→ 摘录:
● ● ● ●
Minimum Depth of Binary Tree

Given a binary tree, find its minimum depth.

The minimum depth is the number of nodes along the shortest path from the root node down to the nearest leaf node.

Solution1: recursion
如果一个节点只有左子树或者右子树，不能取它左右子树中小的作为深度，因为那样会是0。只有在叶子节点才能判断深度。
Run time complexity is O(n), stack space since it's recursion.

/**
 * Definition for binary tree
 * public class TreeNode {
 *     int val;
 *     TreeNode left;
 *     TreeNode right;
 *     TreeNode(int x) { val = x; }
 * }
 */
public class Solution {
    public int minDepth(TreeNode root) {
        if(root == null) 
            return 0;
        
        if(root.left == null) {
            return minDepth(root.right) + 1;
        }
        
        if(root.right == null) {
            return minDepth(root.left) + 1;
        }
        
        return Math.min(minDepth(root.left), minDepth(root.right)) + 1;
    }
}

Solution2: iterative
相当于BFS。找到第一个叶子节点就返回。
Run time complexity is O(n), space complexity is O(n).

/**
 * Definition for binary tree
 * public class TreeNode {
 *     int val;
 *     TreeNode left;
 *     TreeNode right;
 *     TreeNode(int x) { val = x; }
 * }
 */
public class Solution {
    public int minDepth(TreeNode root) {
        if(root == null)
● ● ● ●
→ 给定清单:
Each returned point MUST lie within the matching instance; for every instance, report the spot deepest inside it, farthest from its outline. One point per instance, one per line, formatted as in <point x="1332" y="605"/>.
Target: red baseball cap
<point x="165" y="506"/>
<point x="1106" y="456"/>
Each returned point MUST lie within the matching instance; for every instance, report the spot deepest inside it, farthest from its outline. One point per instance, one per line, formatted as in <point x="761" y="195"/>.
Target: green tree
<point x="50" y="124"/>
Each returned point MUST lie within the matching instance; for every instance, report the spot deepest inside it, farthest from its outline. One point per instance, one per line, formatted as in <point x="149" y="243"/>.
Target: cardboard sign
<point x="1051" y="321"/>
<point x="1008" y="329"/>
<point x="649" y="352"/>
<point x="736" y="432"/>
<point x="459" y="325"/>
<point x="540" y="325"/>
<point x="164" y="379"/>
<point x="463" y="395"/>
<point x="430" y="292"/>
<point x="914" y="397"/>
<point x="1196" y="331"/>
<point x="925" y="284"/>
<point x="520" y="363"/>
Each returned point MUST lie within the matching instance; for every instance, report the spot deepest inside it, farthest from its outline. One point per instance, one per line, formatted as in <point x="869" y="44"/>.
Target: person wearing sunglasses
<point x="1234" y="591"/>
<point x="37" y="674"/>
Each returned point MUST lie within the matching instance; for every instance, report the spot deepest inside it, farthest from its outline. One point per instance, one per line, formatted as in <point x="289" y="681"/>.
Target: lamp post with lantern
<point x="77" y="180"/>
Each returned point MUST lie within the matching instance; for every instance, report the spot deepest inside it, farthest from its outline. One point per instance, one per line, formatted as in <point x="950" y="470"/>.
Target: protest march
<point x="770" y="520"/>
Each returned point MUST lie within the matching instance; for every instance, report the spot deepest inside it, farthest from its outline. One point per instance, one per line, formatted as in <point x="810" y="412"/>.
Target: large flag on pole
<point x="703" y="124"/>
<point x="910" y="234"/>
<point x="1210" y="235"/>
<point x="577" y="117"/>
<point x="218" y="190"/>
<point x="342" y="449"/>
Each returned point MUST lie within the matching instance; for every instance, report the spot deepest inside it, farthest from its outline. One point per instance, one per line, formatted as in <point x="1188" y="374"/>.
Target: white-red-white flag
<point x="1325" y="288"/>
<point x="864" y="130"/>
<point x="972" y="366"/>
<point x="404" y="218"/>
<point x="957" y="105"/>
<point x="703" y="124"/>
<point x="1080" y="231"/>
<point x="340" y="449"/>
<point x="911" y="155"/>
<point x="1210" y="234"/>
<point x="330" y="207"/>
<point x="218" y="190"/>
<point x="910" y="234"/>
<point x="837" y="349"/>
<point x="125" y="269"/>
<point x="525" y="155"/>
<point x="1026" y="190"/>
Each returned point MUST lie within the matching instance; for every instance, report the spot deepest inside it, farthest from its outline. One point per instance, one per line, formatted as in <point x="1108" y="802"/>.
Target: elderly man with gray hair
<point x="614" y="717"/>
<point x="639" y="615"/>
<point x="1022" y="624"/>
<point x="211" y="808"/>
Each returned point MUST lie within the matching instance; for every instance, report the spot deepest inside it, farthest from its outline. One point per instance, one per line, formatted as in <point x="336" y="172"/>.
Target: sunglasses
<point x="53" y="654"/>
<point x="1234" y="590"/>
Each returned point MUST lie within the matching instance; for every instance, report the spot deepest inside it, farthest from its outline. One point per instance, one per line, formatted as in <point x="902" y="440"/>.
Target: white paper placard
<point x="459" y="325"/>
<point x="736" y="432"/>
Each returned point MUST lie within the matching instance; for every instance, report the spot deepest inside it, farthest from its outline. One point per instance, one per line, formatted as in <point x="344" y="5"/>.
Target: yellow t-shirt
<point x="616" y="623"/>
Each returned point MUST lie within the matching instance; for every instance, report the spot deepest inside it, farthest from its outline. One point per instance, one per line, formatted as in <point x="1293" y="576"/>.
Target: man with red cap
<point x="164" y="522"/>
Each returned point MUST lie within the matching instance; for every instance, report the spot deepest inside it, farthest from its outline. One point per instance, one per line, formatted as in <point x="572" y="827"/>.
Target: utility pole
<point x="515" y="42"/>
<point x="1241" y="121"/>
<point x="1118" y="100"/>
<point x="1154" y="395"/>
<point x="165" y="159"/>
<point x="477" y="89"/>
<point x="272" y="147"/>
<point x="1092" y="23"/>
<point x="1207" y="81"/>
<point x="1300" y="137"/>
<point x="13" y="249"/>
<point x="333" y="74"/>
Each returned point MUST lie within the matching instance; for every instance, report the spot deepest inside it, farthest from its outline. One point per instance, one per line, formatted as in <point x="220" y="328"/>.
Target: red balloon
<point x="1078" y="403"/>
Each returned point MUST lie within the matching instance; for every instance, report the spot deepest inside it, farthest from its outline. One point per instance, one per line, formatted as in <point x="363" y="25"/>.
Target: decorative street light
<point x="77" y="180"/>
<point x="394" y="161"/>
● ● ● ●
→ 待解问题:
**A)** 把上方的摘录从头到尾原样抄写一遍。
**B)** 请列出上方清单中所有含有字符串“pole”的行。

→ 书面答案:
**A)**
Minimum Depth of Binary Tree

Given a binary tree, find its minimum depth.

The minimum depth is the number of nodes along the shortest path from the root node down to the nearest leaf node.

Solution1: recursion
如果一个节点只有左子树或者右子树，不能取它左右子树中小的作为深度，因为那样会是0。只有在叶子节点才能判断深度。
Run time complexity is O(n), stack space since it's recursion.

/**
 * Definition for binary tree
 * public class TreeNode {
 *     int val;
 *     TreeNode left;
 *     TreeNode right;
 *     TreeNode(int x) { val = x; }
 * }
 */
public class Solution {
    public int minDepth(TreeNode root) {
        if(root == null) 
            return 0;
        
        if(root.left == null) {
            return minDepth(root.right) + 1;
        }
        
        if(root.right == null) {
            return minDepth(root.left) + 1;
        }
        
        return Math.min(minDepth(root.left), minDepth(root.right)) + 1;
    }
}

Solution2: iterative
相当于BFS。找到第一个叶子节点就返回。
Run time complexity is O(n), space complexity is O(n).

/**
 * Definition for binary tree
 * public class TreeNode {
 *     int val;
 *     TreeNode left;
 *     TreeNode right;
 *     TreeNode(int x) { val = x; }
 * }
 */
public class Solution {
    public int minDepth(TreeNode root) {
        if(root == null)

**B)**
Target: large flag on pole
Target: utility pole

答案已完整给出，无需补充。